[begin Supplied material]

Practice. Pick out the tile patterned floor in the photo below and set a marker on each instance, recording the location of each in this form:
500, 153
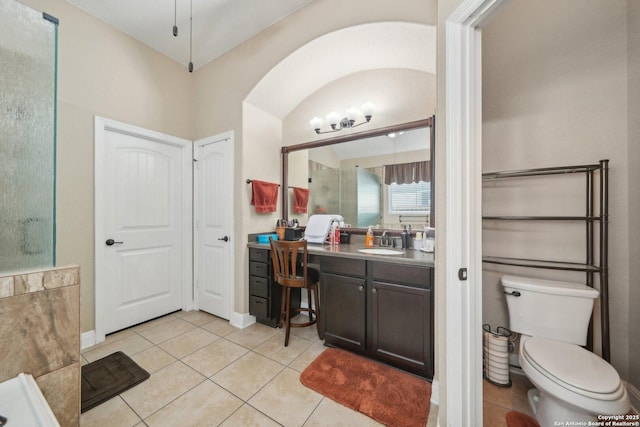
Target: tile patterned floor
205, 372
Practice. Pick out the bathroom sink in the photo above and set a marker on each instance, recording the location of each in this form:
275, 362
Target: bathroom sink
380, 251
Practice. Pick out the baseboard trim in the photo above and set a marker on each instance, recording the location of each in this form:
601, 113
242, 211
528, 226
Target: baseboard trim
435, 392
634, 397
242, 320
87, 339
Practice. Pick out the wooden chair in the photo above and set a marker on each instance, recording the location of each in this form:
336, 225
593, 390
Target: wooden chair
290, 271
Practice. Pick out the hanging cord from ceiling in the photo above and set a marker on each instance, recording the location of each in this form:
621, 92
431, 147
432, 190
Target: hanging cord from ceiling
175, 18
191, 38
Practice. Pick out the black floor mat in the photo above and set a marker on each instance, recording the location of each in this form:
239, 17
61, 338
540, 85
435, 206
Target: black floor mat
107, 377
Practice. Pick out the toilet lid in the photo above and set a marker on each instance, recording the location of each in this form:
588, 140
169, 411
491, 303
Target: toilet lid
571, 365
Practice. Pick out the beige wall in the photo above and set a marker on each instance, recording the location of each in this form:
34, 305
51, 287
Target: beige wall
555, 94
223, 85
102, 71
105, 72
633, 56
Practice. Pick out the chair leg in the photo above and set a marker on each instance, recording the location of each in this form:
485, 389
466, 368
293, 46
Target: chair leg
282, 307
288, 317
309, 302
317, 310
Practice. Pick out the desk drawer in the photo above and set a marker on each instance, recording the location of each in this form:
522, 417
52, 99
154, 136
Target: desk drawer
260, 255
258, 306
259, 286
403, 274
343, 266
259, 269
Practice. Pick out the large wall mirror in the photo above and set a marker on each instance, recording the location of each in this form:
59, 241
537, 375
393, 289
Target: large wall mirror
382, 177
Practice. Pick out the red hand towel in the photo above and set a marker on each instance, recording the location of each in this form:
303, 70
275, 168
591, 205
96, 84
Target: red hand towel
300, 199
264, 196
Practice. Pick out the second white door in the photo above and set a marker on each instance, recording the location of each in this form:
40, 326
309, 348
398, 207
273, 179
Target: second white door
213, 208
143, 218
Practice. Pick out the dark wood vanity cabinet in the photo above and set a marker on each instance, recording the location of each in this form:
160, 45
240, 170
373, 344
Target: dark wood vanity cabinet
380, 309
343, 303
265, 294
400, 316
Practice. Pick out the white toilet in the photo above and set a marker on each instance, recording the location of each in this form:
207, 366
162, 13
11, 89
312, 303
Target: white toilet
572, 384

[end Supplied material]

■ **Stated problem**
Output the full set of records above without changing a word, and drop the images.

■ **Solved exercise**
Practice. Pick out the tile patterned floor in the photo below and set a marker on each instance, recording the location of each in this form:
500, 153
Target: tile patterned floor
205, 372
Practice. Pick out the bathroom sink in the photo above and set a marker on each instance, recording the location of each in this form:
275, 362
Target: bathroom sink
380, 251
Practice. Pick out the baseboard trim in the photo above and set a marker on each instance, recording the location of each in this form:
601, 113
242, 211
528, 226
Target: baseboard trim
435, 392
634, 397
242, 320
87, 339
Practice. Pick out the wooden chair in the photo above and set a marker on each instance, recording the location of each in this form:
336, 225
593, 390
Target: wooden chair
290, 271
Practice. Pick out the hanging cord from ceiling in the photo above and set a marker on each instance, recording the location of each in this form:
621, 92
431, 147
432, 190
Target: hanging cord from ceiling
175, 18
191, 38
Practice. Pick out the black floor mat in the photo above and set a marker on each instance, recording the location of each in this form:
239, 17
61, 338
540, 85
435, 206
Target: black floor mat
107, 377
Practice. Pick out the toilet lid in the photo above and set a marker on each instance, recording the location of each in this form:
588, 140
169, 411
491, 303
Target: toilet lid
571, 365
Practice. Pick out the beige wall in the photo above and set a marker on each instance, recording the location of each in this form:
34, 305
51, 287
Target: beige wall
555, 94
223, 85
102, 71
105, 72
633, 56
Practice. Pick out the chair leg in the photo above and set a marker on each instance, recording the location of each in this form:
485, 389
466, 368
293, 46
Target: chair leg
282, 307
288, 317
309, 302
317, 310
Practice. Pick out the desk drawer in the photo above and set a marker on each instance, recording the location of each in this form:
522, 417
52, 99
154, 136
Target: desk drawer
260, 255
258, 306
259, 286
403, 274
343, 266
259, 269
Practice. Pick out the large wall mirror in the photo above and set a marker on each instance, recording the location of each in this form:
59, 241
537, 375
393, 289
Target: large wall mirror
382, 177
Practice. Pick out the red hand towel in the photo above and set a marker on each instance, recording the location of each in this form:
303, 70
275, 168
591, 205
96, 84
Target: red hand towel
300, 199
264, 196
Practice. Pick out the second white door in the photo above and set a marker on each instance, recording the location of each in this form:
40, 326
309, 348
398, 207
273, 179
Target: second white door
213, 208
143, 218
Practice. Pick out the dark wood vanity cabinet in the photo above and set a marker on each instance, recording the location of each in this form:
160, 45
240, 170
373, 344
Target: dark wood vanity cabinet
380, 309
343, 303
265, 294
400, 316
Practice. Pick out the white toilet in the photo above and set a marker on each instance, recording the location of each in this form:
207, 366
162, 13
11, 89
312, 303
Target: white toilet
572, 384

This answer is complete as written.